- TEXT SHOWN -
__________
In God’s own country, a reformative measure was introduced for healthy and happy living. In the Indian context, the southern state of Kerala is known as God’s own country. It has been called thus thanks to a slogan projected and widely publicized by the state tourism department aimed at showcasing the state’s immense potential of tourism.
Kerala in any case is easily among the most beautiful states on the southern tip of India. It is also a major tourist destination in the country.
"God's own country" is a phrase used by New Zealanders to describe their homeland. Some other countries, mainly Australia and some American regions also adopted it.
Kerala got it as part of an ad campaign. The gamble paid off and it did wonders to tourism in the state.
Currently, its policy makers have ushered in a happy but controversial measure that has clear divisions of approval and dissent. With one stroke Kerala outdid the other Indian states in its attempt to emerge as the healthiest in the country.
Early this week, the state government introduced what it explained as a “fat tax” on fast foods.
The state Finance Minister has announced a "fat tax" of 14.5 per cent on fast food including burgers, pizzas, pasta, doughnuts and sandwiches sold at quick delivery chains and other branded restaurants.
This is a first of its kind move in India. It is likely to impact chains like McDonald’s and Domino’s.
Simply put the fat tax would raise the cost of a medium chicken pizza from rupees 350 to 400.
The tax is part of Left front government’s initiative to shore up revenues of a cash strapped state. The measure is expected to bring in merely rupees 10 crore annually.
During the last regime headed by the UDF, revenues had gone down by four percent in five years. The UDF or the United Democratic Front was a Congress led alliance of political parties in Kerala. In the recent elections, the UDF lost power. While the then ruling party was charged with bad fiscal management for the revenue downslide, it was also rapped for "very low" tax collection in the last five years.
However, one cannot ignore that the crisis in the agricultural sector was a major factor in things being the way they are. Add to this the fact that layoffs in Gulf countries stifled the people and adversely affected their purchasing power. A large number of people from Kerala work in Gulf countries. Thanks to the oil revolution, the Gulf came to be seen as a land of plenty that beckoned cheap labour. The Keralities headed just there.
__________
- INFORMATION GIVEN -

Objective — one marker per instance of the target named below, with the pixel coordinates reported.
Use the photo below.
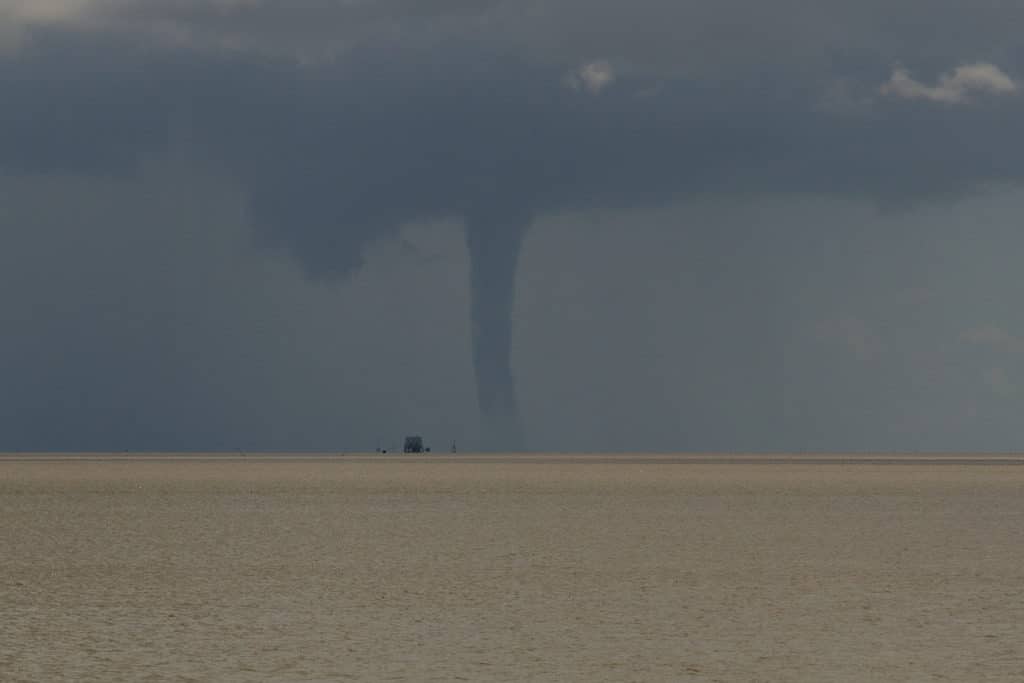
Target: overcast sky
(744, 225)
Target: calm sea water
(510, 569)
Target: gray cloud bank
(343, 122)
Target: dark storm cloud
(335, 154)
(344, 122)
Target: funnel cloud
(337, 127)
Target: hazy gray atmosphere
(563, 225)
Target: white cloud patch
(854, 334)
(953, 88)
(593, 77)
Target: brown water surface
(275, 568)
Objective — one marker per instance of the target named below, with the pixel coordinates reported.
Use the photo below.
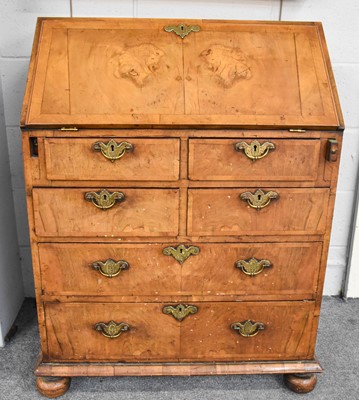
__________
- EXERCISE 1 -
In the text on Kerala's fat tax, what percentage rate did the state Finance Minister announce for the tax?
- EXERCISE 2 -
List every fast food that the text on Kerala's fat tax names as covered by the tax.
The records play no part in this.

- EXPECTED ANSWER 1 -
14.5 per cent.

- EXPECTED ANSWER 2 -
Burgers, pizzas, pasta, doughnuts and sandwiches.